_DATASET ENTRIES_
++++++
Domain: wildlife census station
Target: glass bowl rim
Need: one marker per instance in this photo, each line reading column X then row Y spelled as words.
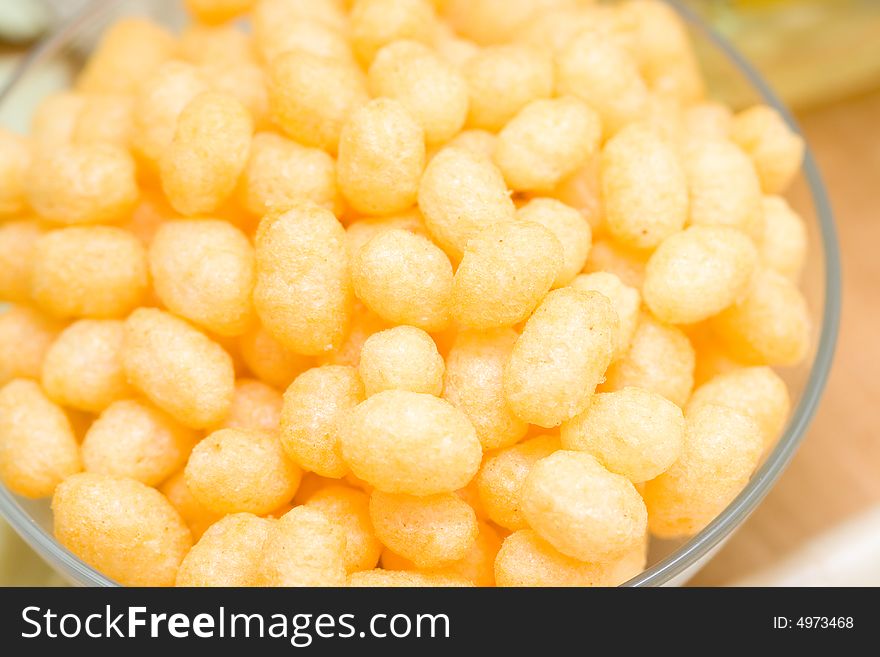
++++++
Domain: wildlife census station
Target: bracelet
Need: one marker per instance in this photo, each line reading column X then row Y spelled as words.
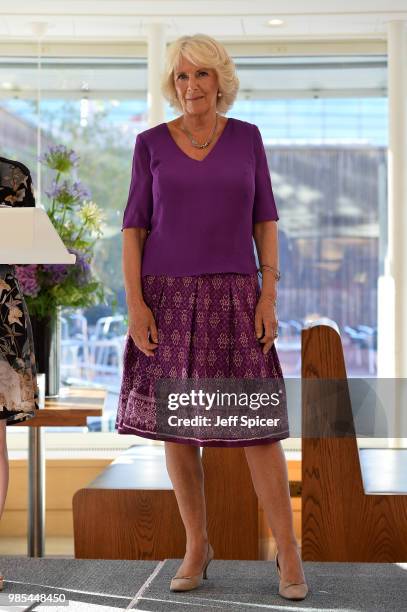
++++++
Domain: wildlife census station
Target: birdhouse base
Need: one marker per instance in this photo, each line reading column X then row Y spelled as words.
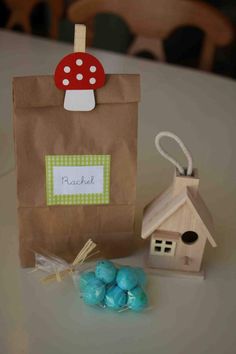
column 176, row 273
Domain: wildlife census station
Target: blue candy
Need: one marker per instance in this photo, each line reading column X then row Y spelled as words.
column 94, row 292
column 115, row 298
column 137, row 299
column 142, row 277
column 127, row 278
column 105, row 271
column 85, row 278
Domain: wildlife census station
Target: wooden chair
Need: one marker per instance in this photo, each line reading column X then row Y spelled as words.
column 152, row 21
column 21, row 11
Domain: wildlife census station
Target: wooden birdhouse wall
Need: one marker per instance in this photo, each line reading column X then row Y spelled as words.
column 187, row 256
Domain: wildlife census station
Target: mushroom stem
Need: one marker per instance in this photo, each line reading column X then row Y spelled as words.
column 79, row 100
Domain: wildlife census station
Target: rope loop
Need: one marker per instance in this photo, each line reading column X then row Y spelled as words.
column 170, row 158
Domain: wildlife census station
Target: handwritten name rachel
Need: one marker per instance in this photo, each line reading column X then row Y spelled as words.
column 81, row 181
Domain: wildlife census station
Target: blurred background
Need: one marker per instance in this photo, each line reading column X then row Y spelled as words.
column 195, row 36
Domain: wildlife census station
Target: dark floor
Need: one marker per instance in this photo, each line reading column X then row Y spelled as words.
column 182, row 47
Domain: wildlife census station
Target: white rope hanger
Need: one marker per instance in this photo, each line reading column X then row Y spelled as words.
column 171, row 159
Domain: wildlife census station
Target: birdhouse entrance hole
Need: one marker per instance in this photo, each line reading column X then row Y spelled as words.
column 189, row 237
++++++
_WHAT IS EXPECTED_
Only one stretch of the data above is needed. Restate it word for word, from the line containing "Target: handwritten name rachel" through the line containing "Target: dark floor", both ends included.

_THE COMPLETED TASK_
Target: handwritten name rachel
Need: one marker per instance in this photo, each line reading column X then row Y spelled as words.
column 81, row 181
Domain: wildlife census station
Target: blurred background
Need: one marker per instance in this photo, each line reading column X then row Y spelled as words.
column 195, row 36
Domain: wildlife census station
Target: dark floor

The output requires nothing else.